[Records from a collection]

"""

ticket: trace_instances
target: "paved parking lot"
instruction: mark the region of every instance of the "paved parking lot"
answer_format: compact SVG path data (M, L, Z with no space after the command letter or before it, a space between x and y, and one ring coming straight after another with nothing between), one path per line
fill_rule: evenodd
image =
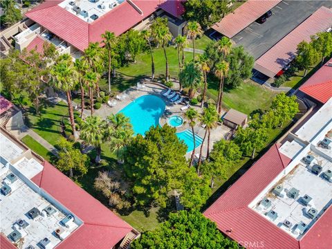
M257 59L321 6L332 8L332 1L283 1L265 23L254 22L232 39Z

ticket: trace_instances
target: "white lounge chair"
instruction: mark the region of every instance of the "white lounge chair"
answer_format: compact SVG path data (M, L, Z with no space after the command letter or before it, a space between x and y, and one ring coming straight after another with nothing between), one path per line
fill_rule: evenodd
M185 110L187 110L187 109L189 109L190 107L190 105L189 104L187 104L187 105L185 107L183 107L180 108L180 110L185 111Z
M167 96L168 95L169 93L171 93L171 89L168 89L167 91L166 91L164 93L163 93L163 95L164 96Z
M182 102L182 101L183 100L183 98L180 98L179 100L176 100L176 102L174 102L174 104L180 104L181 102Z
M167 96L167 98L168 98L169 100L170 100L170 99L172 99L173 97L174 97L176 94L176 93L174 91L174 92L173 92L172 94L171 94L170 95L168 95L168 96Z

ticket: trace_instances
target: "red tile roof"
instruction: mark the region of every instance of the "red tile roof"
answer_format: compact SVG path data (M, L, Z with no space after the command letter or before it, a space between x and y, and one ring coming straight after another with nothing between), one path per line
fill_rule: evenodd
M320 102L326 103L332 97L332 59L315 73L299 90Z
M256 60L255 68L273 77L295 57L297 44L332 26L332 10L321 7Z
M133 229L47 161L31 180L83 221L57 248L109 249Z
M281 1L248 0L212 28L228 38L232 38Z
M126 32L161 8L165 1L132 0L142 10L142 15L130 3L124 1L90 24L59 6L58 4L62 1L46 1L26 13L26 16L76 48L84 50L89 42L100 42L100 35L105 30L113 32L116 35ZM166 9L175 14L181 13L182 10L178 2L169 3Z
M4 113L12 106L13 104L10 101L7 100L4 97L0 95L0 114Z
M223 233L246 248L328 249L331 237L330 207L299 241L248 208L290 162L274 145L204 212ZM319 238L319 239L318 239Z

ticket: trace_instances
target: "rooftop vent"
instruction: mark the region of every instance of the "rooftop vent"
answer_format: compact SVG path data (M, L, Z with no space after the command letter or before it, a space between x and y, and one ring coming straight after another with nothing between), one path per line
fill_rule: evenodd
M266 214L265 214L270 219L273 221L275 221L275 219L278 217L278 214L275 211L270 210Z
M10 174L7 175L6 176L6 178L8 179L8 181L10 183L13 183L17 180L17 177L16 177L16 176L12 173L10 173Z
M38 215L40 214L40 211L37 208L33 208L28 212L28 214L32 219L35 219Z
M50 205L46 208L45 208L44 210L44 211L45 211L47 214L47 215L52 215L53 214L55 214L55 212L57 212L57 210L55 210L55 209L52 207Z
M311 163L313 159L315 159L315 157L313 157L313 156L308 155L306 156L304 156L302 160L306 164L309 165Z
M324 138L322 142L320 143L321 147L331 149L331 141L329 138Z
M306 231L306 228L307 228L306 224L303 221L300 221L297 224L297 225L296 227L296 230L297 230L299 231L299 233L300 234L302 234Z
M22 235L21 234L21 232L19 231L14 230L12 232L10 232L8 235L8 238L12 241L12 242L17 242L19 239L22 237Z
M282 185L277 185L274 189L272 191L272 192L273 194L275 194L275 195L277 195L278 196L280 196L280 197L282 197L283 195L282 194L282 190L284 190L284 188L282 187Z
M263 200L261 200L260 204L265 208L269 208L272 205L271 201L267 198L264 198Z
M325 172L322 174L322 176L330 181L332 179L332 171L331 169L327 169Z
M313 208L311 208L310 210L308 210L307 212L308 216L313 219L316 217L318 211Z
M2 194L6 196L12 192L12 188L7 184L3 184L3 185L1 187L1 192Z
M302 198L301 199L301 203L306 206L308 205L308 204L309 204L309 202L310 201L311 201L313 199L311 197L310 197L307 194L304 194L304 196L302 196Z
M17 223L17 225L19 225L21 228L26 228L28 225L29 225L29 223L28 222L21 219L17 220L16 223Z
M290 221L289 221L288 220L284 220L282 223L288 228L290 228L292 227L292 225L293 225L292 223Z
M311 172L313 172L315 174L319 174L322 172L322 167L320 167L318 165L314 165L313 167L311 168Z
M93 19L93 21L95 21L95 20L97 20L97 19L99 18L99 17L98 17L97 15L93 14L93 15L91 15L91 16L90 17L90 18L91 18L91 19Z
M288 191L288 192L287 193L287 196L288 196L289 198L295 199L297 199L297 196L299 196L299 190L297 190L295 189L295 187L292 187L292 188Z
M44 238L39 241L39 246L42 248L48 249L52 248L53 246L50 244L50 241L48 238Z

"""

▸ **Problem**
Repeat the rows above word for word, from first to last, but leave out the picture lines.

▸ **Exercise answer**
ticket: trace_instances
target: "paved parking lot"
instruction: mark the region of every instance of the "paved parking lot"
answer_format: compact SVG path data (M, L, Z with no space after the command letter or before it, a space between x and y, and one ring coming straight after another with nothing between), one path per line
fill_rule: evenodd
image =
M257 59L321 6L332 8L332 1L283 1L265 23L254 22L232 39Z

ticket: trace_instances
target: "white lounge chair"
instruction: mark the region of every instance of the "white lounge chair"
answer_format: compact SVG path data (M, L, Z with no space after the command letter or before it, a space between x and y, and one ring coming straight after another with nothing between), one path per line
fill_rule: evenodd
M185 110L187 110L187 109L189 109L190 107L190 105L189 104L187 104L187 105L185 107L183 107L180 108L180 110L185 111Z
M167 96L168 95L169 93L171 93L171 89L168 89L167 91L166 91L164 93L163 93L163 95L164 96Z
M182 102L182 101L183 100L183 98L180 98L179 100L176 100L176 102L174 102L174 104L180 104L181 102Z
M167 96L167 98L168 98L169 100L170 100L170 99L172 99L173 97L174 97L176 94L176 93L174 91L174 92L173 92L172 94L171 94L170 95L168 95L168 96Z

ticket: trace_instances
target: "red tile roof"
instruction: mark the region of every instance of the "red tile roof"
answer_format: compact SVG path data (M, L, Z with no space after the command letter or before it, a space between x and y, and one ring coming straight after another with nothing between), one path per line
fill_rule: evenodd
M320 102L326 103L332 97L332 59L315 73L299 90Z
M256 60L255 68L273 77L295 57L297 44L332 26L332 10L321 7Z
M133 229L47 161L31 180L83 221L57 248L109 249Z
M281 1L248 0L212 28L228 38L232 38Z
M126 32L161 8L165 1L132 0L142 10L142 15L130 3L124 1L90 24L59 6L58 4L62 1L46 1L26 13L26 16L76 48L84 50L89 42L100 42L100 35L105 30L113 32L116 35ZM166 9L175 14L181 13L182 10L178 2L169 3Z
M4 113L12 106L13 104L10 101L7 100L4 97L0 95L0 114Z
M223 233L246 248L328 249L331 237L330 207L299 241L248 208L290 162L274 145L204 212ZM319 238L319 239L318 239Z

ticket: trace_instances
target: "rooftop vent"
instruction: mark the region of every instance of the "rooftop vent"
answer_format: compact SVG path data (M, L, Z with no space after the command letter or before it, a space between x and y, and one ring coming straight after another with nothing between), one path per line
fill_rule: evenodd
M266 214L265 214L270 219L273 221L275 221L275 219L278 217L278 214L275 211L270 210Z
M10 174L7 175L6 176L6 178L8 179L8 181L10 183L13 183L17 180L17 177L16 177L16 176L12 173L10 173Z
M38 215L40 214L40 211L37 208L33 208L28 212L28 214L32 219L35 219Z
M50 205L46 208L45 208L44 210L44 211L45 211L47 214L47 215L52 215L53 214L55 214L55 212L57 212L57 210L55 210L55 209L52 207Z
M311 163L313 159L315 159L315 157L313 157L313 156L308 155L306 156L304 156L302 160L306 164L309 165Z
M324 138L322 142L320 143L321 147L331 149L331 141L329 138Z
M306 231L306 228L307 228L306 224L303 221L300 221L297 224L297 225L296 227L296 230L297 230L299 231L299 233L300 234L302 234Z
M22 235L21 234L21 232L19 231L14 230L12 232L10 232L8 235L8 238L12 241L12 242L17 242L19 239L22 237Z
M282 185L277 185L274 189L272 191L272 192L273 194L275 194L275 195L277 195L278 196L280 196L280 197L282 197L283 195L282 194L282 190L284 190L284 188L282 187Z
M263 200L261 200L260 204L265 208L269 208L272 205L271 201L267 198L264 198Z
M325 172L322 174L322 176L330 181L332 179L332 171L331 169L327 169Z
M313 208L311 208L310 210L308 210L307 212L308 216L313 219L316 217L318 211Z
M2 194L6 196L12 192L12 188L7 184L3 184L3 185L1 187L1 192Z
M302 198L301 199L301 203L306 206L308 205L308 204L309 204L309 202L310 201L311 201L313 199L311 197L310 197L307 194L304 194L304 196L302 196Z
M17 223L17 225L19 225L21 228L26 228L28 225L29 225L29 223L28 222L21 219L17 220L16 223Z
M290 221L289 221L288 220L284 220L282 223L288 228L290 228L292 227L292 225L293 225L292 223Z
M311 172L313 172L315 174L319 174L322 172L322 167L320 167L318 165L314 165L313 167L311 168Z
M93 19L93 21L95 21L95 20L97 20L97 19L99 18L99 17L98 17L97 15L93 14L93 15L91 15L91 16L90 17L90 18L91 18L91 19Z
M288 191L288 192L287 193L287 196L288 196L289 198L295 199L297 199L297 196L299 196L299 190L297 190L295 189L295 187L292 187L292 188Z
M44 238L39 241L39 246L42 248L48 249L52 248L53 246L50 244L50 241L48 238Z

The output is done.